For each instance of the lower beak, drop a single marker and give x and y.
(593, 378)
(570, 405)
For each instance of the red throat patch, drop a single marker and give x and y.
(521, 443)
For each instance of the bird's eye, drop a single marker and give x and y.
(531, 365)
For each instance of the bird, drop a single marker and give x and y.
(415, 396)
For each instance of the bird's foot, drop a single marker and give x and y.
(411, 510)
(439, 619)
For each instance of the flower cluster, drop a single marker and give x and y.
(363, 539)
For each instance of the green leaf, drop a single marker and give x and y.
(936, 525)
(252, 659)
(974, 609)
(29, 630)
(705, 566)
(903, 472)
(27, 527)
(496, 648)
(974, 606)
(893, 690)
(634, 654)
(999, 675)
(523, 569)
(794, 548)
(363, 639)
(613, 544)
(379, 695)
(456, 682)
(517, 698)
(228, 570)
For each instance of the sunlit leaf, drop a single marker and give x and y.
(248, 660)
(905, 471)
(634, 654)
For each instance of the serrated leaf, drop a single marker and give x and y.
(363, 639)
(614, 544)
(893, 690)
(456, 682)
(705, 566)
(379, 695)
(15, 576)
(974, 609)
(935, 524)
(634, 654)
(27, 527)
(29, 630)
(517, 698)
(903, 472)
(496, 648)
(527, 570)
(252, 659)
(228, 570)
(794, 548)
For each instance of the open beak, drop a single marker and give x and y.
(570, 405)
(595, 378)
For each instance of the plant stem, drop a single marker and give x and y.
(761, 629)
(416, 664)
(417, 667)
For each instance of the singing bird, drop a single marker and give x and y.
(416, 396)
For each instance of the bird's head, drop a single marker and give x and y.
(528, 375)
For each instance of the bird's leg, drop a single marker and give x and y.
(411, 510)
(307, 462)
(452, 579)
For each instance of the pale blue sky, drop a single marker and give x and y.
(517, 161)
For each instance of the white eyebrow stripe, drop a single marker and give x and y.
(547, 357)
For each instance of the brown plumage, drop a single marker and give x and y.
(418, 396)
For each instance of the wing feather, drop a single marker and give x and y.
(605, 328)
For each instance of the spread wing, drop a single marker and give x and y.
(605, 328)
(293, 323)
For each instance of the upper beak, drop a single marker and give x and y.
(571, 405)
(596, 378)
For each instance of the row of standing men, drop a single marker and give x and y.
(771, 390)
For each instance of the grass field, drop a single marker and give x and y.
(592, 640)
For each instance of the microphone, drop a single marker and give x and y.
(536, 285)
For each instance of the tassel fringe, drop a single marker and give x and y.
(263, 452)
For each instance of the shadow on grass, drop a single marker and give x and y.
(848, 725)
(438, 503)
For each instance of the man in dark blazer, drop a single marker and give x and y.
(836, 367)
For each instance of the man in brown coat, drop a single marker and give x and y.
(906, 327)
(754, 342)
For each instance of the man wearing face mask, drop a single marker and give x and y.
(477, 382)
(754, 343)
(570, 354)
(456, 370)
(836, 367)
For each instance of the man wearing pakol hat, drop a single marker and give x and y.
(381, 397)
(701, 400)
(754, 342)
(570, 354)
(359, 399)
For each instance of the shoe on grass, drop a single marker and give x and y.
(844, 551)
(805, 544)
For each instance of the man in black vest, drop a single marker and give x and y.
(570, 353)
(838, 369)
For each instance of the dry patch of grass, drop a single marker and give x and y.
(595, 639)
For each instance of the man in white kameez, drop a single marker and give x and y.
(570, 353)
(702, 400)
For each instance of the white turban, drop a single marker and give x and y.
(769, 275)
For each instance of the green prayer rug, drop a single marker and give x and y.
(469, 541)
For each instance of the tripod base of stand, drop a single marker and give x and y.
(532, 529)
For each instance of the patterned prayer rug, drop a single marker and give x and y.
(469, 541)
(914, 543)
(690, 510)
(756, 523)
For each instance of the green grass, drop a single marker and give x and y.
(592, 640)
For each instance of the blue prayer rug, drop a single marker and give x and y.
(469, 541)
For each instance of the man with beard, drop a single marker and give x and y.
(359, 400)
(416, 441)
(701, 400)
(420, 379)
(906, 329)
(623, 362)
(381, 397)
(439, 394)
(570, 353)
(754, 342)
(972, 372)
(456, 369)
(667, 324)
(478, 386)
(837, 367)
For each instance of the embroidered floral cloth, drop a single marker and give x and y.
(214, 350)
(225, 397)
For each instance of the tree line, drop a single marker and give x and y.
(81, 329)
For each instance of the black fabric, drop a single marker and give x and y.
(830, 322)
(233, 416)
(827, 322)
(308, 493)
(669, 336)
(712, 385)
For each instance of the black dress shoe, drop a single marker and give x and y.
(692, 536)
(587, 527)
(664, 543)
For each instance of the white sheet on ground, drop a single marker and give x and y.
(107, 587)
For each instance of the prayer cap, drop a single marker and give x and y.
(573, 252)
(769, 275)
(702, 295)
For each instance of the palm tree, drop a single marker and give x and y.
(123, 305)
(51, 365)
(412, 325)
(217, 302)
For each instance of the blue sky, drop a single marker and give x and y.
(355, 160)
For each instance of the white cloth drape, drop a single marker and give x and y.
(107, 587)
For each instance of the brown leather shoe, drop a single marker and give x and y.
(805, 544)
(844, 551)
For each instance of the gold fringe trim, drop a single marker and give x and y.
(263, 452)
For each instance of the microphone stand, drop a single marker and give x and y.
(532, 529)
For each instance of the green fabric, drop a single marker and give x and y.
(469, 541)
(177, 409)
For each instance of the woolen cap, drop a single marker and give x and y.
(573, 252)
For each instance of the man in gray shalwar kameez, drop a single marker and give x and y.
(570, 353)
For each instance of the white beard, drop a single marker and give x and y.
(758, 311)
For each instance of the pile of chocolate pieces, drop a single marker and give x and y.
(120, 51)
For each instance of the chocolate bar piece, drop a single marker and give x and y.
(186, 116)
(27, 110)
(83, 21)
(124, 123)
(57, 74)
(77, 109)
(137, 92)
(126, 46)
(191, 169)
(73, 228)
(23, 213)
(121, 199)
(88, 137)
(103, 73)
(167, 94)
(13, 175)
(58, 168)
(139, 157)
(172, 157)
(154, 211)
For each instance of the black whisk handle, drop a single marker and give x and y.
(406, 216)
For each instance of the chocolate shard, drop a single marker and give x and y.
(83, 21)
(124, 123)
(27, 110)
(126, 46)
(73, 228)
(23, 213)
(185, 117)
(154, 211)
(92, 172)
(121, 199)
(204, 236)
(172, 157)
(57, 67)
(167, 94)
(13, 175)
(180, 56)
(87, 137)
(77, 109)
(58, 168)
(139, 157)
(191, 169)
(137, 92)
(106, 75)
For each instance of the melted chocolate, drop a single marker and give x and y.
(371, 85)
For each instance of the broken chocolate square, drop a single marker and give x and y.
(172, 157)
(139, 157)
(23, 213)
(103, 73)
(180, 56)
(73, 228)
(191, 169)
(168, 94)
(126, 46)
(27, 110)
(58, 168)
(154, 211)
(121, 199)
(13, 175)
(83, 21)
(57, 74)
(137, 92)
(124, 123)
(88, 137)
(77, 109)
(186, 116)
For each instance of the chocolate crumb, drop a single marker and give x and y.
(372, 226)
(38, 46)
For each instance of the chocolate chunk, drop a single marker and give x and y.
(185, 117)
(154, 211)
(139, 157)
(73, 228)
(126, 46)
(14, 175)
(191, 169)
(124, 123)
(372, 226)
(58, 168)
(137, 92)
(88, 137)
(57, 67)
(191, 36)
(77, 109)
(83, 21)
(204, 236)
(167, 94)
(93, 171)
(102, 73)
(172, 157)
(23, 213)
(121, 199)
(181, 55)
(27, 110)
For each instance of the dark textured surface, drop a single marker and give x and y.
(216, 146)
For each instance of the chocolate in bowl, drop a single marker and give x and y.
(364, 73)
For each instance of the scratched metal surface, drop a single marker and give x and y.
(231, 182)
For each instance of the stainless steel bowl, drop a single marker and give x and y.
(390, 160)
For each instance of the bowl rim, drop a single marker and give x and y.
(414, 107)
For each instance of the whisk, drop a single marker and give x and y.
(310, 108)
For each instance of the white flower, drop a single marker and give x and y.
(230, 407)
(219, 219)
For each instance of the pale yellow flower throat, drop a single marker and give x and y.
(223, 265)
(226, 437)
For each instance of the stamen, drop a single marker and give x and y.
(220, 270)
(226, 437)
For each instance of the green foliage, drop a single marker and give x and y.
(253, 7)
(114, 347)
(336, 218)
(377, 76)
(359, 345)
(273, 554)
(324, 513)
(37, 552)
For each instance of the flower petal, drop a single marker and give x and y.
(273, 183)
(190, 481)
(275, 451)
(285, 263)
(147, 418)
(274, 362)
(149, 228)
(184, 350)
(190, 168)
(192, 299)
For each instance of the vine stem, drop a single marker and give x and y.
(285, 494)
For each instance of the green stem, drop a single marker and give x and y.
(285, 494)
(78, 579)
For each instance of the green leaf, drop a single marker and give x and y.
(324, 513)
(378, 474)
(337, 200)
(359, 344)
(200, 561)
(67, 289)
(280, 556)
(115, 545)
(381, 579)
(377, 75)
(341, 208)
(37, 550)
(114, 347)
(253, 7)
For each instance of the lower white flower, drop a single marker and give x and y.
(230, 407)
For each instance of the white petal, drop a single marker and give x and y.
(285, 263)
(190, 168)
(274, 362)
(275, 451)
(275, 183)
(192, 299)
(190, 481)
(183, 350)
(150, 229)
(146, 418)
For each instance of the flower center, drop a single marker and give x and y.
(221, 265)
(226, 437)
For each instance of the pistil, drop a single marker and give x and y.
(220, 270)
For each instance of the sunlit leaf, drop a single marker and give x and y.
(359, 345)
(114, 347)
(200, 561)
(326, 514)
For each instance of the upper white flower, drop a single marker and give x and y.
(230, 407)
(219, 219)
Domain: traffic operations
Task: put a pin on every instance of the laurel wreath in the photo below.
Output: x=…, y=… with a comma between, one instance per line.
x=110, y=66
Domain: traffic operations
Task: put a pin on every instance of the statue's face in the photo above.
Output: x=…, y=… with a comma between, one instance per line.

----

YOUR OBJECTIVE — Only the lines from the one containing "For each instance of the green stem, drop" through the end of the material should be reproduced, exactly, with both ends included.

OUTPUT —
For each instance of the green stem, drop a single marker and give x and y.
(285, 494)
(78, 579)
For each instance of the green leaf, drop a single marker and give x and y.
(324, 513)
(378, 474)
(337, 200)
(359, 344)
(200, 561)
(67, 289)
(280, 556)
(115, 545)
(381, 579)
(377, 75)
(341, 208)
(37, 550)
(114, 347)
(253, 7)
For each instance of the lower white flower, drop a single marker and give x and y.
(230, 407)
For each instance of the white petal, drop a single marker and give x and y.
(285, 263)
(190, 168)
(274, 362)
(275, 451)
(275, 183)
(192, 299)
(190, 481)
(183, 350)
(150, 229)
(146, 418)
For each instance of the flower center, drop a single marker and give x and y.
(221, 265)
(226, 437)
For each instance of the pistil, drop a single marker and give x and y.
(220, 270)
For each instance of the sunlit leaf, drop a single marker and give x and y.
(359, 345)
(114, 347)
(200, 561)
(326, 514)
For each instance of the upper white flower, drop a single marker and give x and y.
(230, 407)
(219, 219)
Domain: traffic operations
Task: put a pin on every instance of the laurel wreath in the photo below.
Output: x=…, y=… with a comma between, one instance per line.
x=110, y=66
Domain: traffic operations
Task: put a pin on every instance of the statue's face in the photo above.
Output: x=…, y=… with a comma between, one instance per line.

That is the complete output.